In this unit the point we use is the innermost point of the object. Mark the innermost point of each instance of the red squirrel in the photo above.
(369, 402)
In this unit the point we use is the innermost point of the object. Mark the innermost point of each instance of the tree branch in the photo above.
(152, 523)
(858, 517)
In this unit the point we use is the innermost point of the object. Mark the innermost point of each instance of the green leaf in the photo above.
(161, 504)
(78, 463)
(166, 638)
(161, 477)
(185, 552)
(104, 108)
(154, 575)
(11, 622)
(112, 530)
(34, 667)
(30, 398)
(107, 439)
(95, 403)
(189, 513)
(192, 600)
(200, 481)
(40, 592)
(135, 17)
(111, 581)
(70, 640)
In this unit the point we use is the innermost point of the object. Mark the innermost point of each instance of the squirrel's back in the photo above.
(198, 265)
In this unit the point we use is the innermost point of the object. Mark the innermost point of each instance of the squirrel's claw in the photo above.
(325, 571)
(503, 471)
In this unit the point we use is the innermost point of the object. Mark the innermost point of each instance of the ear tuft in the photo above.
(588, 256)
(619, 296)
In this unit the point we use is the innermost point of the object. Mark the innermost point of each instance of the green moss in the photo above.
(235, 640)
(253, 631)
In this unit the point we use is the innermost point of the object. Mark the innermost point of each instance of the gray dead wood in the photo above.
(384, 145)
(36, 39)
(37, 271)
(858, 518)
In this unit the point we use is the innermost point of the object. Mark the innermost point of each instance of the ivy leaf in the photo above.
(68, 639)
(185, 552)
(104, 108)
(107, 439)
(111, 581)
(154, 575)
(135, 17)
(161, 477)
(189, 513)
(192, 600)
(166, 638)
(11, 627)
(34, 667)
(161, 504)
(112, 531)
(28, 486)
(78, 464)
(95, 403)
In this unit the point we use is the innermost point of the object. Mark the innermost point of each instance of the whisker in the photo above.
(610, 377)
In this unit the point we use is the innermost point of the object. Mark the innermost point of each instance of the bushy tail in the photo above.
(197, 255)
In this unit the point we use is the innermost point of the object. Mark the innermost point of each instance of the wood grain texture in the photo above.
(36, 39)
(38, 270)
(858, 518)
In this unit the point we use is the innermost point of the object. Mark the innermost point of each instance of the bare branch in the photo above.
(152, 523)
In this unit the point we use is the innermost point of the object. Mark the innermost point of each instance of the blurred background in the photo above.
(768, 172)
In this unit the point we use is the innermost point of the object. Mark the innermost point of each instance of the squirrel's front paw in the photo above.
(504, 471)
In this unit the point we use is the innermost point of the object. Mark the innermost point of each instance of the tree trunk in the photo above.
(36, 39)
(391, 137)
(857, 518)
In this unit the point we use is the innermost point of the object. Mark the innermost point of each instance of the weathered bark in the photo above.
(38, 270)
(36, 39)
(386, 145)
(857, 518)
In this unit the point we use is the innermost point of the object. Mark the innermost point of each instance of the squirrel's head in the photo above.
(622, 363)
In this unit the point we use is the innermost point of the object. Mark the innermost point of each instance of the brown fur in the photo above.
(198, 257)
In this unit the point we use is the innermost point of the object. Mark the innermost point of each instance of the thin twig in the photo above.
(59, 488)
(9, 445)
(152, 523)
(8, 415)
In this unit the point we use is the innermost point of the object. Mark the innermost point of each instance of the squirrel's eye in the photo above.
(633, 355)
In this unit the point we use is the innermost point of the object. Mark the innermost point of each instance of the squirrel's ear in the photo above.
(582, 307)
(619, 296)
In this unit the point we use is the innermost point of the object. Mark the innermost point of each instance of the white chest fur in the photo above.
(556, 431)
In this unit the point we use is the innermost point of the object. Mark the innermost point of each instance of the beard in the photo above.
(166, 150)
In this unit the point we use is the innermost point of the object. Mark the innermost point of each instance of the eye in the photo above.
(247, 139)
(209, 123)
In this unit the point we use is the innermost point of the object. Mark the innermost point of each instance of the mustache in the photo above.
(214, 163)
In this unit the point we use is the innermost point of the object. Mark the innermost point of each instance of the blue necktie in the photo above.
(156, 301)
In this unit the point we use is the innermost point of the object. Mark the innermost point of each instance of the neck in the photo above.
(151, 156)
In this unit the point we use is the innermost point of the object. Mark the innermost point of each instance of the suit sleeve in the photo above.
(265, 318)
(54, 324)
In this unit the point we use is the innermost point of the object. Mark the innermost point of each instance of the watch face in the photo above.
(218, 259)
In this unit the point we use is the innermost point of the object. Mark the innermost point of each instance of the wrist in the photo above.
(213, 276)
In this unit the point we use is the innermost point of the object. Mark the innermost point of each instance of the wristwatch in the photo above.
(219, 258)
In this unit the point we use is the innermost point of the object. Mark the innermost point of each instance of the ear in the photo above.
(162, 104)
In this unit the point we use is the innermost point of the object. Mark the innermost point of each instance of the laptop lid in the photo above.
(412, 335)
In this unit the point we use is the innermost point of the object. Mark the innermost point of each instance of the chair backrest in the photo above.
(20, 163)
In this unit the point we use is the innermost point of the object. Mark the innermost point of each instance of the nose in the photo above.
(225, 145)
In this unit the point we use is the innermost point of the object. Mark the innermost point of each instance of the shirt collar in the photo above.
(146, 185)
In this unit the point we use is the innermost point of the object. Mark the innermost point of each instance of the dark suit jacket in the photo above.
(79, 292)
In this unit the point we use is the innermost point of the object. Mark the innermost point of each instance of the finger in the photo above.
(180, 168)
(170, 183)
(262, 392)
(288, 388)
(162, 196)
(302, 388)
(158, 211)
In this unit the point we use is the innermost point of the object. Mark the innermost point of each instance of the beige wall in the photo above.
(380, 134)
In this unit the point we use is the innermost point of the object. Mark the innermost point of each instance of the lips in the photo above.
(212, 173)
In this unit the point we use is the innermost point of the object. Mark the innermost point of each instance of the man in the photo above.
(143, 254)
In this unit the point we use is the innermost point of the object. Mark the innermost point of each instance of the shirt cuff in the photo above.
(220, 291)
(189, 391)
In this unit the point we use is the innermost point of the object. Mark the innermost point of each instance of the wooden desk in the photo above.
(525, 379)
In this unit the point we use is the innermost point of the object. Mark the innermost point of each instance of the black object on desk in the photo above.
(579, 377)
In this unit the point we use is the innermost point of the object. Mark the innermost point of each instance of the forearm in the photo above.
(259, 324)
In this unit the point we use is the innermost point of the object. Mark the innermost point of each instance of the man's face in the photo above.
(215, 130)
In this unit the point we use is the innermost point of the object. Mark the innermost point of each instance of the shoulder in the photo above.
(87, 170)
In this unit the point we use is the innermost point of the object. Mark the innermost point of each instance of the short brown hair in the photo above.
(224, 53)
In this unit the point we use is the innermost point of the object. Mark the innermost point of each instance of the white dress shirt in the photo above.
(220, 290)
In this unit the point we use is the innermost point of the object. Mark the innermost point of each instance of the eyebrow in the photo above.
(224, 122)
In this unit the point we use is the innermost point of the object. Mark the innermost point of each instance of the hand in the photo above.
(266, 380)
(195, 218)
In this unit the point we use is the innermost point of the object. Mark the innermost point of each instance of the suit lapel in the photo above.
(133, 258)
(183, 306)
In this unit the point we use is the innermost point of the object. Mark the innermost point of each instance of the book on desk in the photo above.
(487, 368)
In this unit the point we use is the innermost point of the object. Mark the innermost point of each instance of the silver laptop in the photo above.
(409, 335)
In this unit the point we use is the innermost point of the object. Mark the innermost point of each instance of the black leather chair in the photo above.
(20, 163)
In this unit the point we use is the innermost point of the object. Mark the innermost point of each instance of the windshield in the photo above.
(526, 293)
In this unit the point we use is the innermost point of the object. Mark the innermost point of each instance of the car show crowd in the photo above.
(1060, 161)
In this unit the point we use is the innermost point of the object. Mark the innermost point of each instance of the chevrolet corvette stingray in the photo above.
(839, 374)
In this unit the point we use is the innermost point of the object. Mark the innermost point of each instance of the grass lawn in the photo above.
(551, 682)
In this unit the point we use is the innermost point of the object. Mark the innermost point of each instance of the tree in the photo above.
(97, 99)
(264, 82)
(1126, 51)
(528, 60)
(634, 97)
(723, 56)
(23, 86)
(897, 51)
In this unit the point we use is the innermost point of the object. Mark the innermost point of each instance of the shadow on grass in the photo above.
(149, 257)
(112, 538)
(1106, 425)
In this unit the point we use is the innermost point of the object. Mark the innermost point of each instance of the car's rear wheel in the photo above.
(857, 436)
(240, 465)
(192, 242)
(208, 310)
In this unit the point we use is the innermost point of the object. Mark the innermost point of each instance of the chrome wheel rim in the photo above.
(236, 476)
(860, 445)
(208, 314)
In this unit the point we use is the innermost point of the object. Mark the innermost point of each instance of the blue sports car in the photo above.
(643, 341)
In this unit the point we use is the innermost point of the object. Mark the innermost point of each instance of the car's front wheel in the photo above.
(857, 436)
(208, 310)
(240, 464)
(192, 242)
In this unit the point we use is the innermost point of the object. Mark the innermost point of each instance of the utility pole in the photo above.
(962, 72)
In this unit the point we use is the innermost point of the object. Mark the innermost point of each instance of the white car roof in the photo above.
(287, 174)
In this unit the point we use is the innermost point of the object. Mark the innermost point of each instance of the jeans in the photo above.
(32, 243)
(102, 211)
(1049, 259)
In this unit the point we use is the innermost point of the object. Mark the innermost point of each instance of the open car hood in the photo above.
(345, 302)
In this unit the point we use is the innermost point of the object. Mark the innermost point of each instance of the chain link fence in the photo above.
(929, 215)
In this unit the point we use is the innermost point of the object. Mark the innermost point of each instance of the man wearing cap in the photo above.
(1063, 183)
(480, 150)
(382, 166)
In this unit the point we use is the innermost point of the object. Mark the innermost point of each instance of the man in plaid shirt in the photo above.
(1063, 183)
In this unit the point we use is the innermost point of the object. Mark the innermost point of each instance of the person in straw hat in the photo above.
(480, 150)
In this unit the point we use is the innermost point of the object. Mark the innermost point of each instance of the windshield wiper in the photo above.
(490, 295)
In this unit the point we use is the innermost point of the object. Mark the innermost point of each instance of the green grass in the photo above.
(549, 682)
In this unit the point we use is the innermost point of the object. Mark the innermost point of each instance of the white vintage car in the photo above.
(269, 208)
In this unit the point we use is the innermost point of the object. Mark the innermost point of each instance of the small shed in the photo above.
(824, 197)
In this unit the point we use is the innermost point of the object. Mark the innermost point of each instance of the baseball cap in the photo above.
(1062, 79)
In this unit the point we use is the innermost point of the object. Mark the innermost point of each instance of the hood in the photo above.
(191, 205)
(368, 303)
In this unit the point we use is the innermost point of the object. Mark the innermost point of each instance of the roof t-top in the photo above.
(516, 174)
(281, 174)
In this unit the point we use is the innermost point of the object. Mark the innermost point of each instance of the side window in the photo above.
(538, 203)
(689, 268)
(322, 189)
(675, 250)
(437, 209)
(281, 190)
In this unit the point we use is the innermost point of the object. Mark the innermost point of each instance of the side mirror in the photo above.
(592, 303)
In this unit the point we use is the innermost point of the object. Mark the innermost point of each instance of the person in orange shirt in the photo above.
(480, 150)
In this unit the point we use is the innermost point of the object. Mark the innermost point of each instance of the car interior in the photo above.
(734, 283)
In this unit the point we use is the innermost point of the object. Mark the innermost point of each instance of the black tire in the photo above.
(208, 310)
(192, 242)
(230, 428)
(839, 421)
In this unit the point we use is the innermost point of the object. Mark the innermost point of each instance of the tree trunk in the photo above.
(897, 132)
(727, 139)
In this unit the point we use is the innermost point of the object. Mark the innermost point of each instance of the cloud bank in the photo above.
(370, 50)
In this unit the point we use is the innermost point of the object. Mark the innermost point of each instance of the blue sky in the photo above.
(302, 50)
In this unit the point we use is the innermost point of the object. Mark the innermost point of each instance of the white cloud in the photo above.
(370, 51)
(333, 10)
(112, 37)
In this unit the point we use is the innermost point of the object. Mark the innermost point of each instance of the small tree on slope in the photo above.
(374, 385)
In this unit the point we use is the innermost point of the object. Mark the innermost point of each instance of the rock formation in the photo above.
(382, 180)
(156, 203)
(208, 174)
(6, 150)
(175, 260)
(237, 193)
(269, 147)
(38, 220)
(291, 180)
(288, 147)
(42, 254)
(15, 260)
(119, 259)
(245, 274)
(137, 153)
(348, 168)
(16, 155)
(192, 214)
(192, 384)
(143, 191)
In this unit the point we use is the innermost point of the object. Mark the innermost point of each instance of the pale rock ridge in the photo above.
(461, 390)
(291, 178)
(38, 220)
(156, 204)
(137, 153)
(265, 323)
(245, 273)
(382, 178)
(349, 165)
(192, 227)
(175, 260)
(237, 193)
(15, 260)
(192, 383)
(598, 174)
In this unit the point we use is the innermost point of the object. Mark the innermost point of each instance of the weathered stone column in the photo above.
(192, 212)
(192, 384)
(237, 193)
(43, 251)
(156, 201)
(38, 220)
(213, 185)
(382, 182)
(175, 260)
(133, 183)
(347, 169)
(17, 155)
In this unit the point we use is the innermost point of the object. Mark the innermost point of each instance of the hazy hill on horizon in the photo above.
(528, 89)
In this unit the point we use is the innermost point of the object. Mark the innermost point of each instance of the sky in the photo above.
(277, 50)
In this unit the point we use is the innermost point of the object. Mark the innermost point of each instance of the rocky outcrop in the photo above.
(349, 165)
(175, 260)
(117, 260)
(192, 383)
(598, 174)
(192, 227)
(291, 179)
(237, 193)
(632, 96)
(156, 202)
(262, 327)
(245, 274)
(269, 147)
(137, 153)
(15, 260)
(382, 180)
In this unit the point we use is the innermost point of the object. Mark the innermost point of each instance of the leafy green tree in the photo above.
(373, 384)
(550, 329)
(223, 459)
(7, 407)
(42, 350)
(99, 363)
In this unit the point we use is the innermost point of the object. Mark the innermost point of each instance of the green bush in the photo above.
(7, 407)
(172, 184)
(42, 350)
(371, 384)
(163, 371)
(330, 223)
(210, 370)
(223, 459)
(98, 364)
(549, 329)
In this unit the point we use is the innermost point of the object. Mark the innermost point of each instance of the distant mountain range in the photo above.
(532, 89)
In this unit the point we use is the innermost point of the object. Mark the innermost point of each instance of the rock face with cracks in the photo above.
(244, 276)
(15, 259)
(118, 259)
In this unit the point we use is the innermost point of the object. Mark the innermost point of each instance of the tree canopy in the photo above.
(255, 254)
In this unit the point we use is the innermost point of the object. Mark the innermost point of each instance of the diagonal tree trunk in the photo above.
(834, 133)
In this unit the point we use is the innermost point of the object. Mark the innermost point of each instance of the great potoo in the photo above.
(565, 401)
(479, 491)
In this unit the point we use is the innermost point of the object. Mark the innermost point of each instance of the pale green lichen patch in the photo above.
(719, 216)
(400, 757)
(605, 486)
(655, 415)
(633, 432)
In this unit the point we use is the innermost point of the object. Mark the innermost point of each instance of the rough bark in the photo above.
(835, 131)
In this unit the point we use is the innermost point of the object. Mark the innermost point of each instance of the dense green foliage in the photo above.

——————————

## What you should do
Write out exactly the lines from the line holding "canopy in the photo above." through the last line of the data, and nothing besides those lines.

## Reply to the exercise
In this unit the point we use is the innermost point of the object. Mark the innermost point of each instance of the tree canopy in the photo above.
(255, 254)
In this unit the point we use is the innermost point of the object. Mark the innermost point of each instance of the diagonal tree trunk in the photo above.
(834, 133)
In this unit the point we use is the innermost point of the object. Mark the innermost point of each instance of the great potoo in the photo above.
(565, 401)
(479, 491)
In this unit the point we use is the innermost point of the object. Mark the innermost point of each instance of the pale green lichen patch in the photo above.
(719, 216)
(400, 757)
(605, 486)
(655, 415)
(633, 432)
In this unit the point we use is the innermost point of the object. Mark the innermost point of each instance of the rough bark in the photo above.
(835, 131)
In this unit the point we use is the innermost point of the object. Mark the innermost point of each instance of the dense green foliage in the photo above.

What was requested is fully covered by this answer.